#### Provided records

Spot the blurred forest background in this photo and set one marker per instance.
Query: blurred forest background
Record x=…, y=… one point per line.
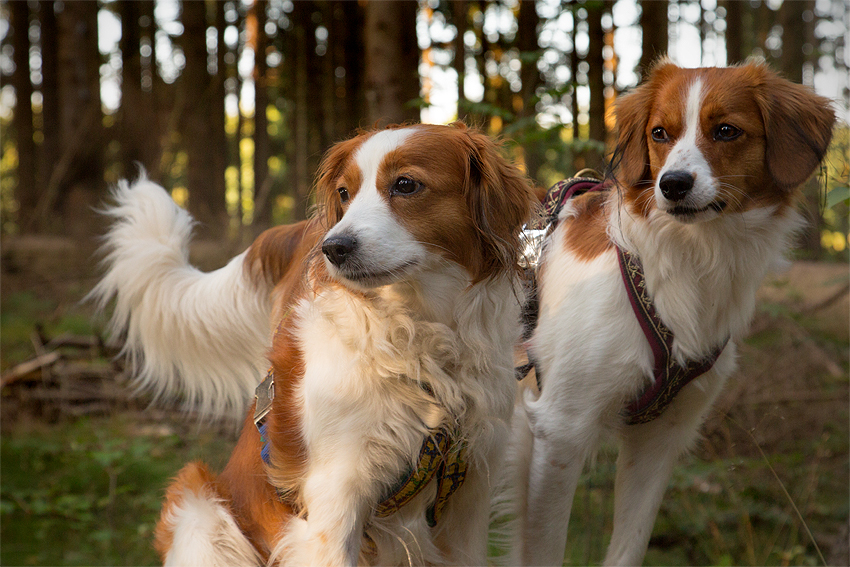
x=230, y=105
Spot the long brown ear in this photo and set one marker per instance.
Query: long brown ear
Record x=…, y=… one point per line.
x=630, y=161
x=329, y=207
x=500, y=201
x=798, y=127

#### What to do
Reproduce every line of the entries above verbatim, omitting the pictures.

#### Solution to this problem
Spot the blurred forest background in this photo and set one marker per instance.
Query: blurred forest background
Record x=…, y=… one point per line.
x=230, y=105
Spot the long brown ear in this photo and set one marker per instance.
Query: long brown ear
Record x=…, y=… one point per line.
x=630, y=161
x=329, y=207
x=500, y=201
x=798, y=127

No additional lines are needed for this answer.